• **Study text**
How (and why) U.S. Banker Grant Evavold ran 136.5 miles in three days

December 15, 2020

The marketing campaign analyst and avid runner raised money for a nonprofit combatting human trafficking.

Two days and three marathons into a weekend-long, 136.5-mile run, Grant Evavold found himself relying on highway mile markers and Minnesota moonlight to make up for the dead watch on his wrist and dead lamp on his forehead.

Sure, it wasn’t the Boston Marathon or any of the other cancelled races that Evavold had planned to run this year. But, eight months into the pandemic, the scene felt fitting. 

“It was a beautiful night, really,” he said. “And, you know, I was about as socially distanced as you can get.”

Evavold, a 12-time marathoner and a marketing campaign analyst at U.S. Bank, designed the solo run from his home in the Twin Cities to his birthplace of Rushford in rural southern Minnesota. 

His goal was to raise funds and awareness to combat human trafficking. He accomplished both, thanks to supportive family, friends, neighbors, coworkers and a KTTC-TV crew. The more than $2,800 in donations to nonprofit 30 for 

Freedom he received will fund nearly 1,000 days of care for victims. 

“Human trafficking is a tragedy and one of the human rights issues of our time,” he said. “When the miles got tough, I would think about the cause and the victims.”

This kept Evavold motivated over the three days, as did thoughts about his faith (he cites Hebrews 12:1-2 as a metaphor for both running and life) and his father who was in the hospital battling COVID-19 (“He thinks I’m crazy and was concerned about MY health,” Evavold smiled).

(Data items)

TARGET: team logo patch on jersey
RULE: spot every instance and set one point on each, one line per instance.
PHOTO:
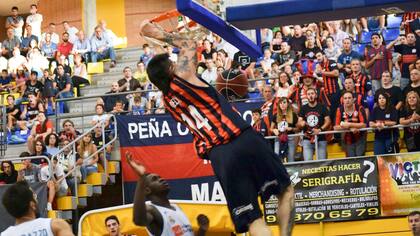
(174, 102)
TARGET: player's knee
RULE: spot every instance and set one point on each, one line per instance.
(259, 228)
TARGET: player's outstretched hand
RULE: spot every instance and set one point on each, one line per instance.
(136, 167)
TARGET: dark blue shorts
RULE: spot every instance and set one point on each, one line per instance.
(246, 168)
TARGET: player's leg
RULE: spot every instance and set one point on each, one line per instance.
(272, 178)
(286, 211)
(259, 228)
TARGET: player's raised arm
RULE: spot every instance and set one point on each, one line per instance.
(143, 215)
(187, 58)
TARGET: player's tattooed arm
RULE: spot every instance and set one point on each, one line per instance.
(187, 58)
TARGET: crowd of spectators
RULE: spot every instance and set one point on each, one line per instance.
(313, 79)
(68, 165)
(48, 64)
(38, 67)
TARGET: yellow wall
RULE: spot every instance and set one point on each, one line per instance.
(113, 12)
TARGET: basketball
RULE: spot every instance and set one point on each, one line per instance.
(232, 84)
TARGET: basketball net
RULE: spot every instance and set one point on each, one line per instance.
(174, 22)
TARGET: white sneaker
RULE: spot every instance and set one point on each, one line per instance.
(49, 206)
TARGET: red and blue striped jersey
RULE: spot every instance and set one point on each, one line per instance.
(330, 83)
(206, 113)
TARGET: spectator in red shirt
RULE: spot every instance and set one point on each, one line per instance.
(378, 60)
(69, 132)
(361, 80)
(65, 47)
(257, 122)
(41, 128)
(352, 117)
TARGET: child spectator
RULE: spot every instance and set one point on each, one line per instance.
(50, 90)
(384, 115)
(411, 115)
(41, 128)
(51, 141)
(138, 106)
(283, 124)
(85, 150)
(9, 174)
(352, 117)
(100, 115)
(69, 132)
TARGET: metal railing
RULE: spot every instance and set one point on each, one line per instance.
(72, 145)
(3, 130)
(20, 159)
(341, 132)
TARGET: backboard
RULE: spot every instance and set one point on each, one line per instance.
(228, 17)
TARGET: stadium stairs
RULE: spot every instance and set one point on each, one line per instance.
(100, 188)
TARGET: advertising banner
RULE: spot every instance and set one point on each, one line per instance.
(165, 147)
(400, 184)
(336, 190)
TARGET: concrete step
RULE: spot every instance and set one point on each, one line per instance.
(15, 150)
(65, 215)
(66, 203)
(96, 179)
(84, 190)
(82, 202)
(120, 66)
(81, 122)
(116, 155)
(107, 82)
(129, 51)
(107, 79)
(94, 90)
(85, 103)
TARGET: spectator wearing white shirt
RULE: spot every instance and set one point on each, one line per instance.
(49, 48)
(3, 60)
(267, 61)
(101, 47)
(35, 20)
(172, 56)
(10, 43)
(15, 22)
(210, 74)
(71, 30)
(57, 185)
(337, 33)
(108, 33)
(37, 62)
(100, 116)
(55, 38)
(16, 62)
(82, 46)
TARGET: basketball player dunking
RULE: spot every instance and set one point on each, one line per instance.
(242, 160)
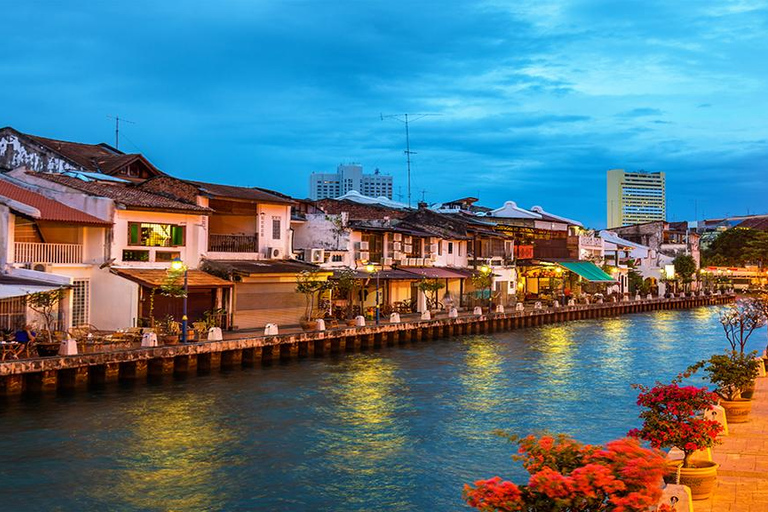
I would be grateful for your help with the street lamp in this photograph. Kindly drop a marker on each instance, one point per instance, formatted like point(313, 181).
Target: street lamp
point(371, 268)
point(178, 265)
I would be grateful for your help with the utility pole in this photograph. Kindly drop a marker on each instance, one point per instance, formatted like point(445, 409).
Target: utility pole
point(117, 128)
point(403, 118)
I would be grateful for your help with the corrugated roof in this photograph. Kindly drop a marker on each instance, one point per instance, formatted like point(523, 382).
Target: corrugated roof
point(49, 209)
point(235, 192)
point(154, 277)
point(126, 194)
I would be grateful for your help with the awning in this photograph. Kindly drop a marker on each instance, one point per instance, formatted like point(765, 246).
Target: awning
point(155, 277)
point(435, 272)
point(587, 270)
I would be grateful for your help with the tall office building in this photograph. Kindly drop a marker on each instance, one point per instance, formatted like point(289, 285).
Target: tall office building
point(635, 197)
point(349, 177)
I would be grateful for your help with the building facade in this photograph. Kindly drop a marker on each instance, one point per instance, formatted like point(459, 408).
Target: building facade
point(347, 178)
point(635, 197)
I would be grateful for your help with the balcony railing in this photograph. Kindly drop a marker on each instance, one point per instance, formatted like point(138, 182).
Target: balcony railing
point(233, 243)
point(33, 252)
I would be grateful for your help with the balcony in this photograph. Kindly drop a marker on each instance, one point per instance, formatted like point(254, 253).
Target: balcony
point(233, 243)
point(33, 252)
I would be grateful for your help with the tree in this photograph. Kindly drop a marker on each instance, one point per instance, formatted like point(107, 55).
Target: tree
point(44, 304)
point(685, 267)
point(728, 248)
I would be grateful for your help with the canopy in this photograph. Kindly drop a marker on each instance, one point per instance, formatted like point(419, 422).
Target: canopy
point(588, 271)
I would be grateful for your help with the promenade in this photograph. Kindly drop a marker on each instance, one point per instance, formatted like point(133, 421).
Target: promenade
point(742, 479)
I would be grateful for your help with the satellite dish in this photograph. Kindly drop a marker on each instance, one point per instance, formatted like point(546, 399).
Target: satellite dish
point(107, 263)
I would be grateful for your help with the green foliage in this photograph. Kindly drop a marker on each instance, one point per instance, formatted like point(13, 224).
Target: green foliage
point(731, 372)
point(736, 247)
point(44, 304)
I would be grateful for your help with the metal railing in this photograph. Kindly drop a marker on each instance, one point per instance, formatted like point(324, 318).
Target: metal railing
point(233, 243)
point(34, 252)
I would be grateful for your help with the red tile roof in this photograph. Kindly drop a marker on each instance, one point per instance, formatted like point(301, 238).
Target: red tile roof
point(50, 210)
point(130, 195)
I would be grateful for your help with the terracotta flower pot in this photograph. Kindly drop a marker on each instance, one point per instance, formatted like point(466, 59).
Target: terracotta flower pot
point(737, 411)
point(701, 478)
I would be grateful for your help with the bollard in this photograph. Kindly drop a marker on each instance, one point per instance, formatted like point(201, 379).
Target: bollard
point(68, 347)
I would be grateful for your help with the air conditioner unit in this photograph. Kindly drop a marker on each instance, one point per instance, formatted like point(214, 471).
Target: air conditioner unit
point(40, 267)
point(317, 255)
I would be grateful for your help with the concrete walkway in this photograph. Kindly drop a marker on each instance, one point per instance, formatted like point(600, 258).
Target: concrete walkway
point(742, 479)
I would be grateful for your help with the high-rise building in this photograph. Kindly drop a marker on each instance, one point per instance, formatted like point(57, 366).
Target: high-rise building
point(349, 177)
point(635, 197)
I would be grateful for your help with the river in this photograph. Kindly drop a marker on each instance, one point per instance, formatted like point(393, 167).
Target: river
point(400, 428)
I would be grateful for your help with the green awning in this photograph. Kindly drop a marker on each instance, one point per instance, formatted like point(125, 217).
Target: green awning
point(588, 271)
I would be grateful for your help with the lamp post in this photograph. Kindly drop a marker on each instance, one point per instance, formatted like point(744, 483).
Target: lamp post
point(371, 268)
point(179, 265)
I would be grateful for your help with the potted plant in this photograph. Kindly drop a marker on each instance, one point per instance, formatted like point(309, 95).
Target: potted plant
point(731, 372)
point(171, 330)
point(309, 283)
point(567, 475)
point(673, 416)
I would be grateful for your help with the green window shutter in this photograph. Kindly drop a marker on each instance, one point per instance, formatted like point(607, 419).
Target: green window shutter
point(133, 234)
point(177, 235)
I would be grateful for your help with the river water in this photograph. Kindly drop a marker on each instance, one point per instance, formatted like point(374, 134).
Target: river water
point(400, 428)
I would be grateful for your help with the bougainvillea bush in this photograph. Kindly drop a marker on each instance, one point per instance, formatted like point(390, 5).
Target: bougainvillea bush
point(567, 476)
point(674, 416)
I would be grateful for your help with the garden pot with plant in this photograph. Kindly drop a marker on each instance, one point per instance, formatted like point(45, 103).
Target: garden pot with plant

• **Task directions**
In the article about Grant Evavold's run, what town was the run's endpoint? The lines that come after the article are separate material and are not connected to it.

• **Reply to the exercise**
Rushford, his birthplace in rural southern Minnesota.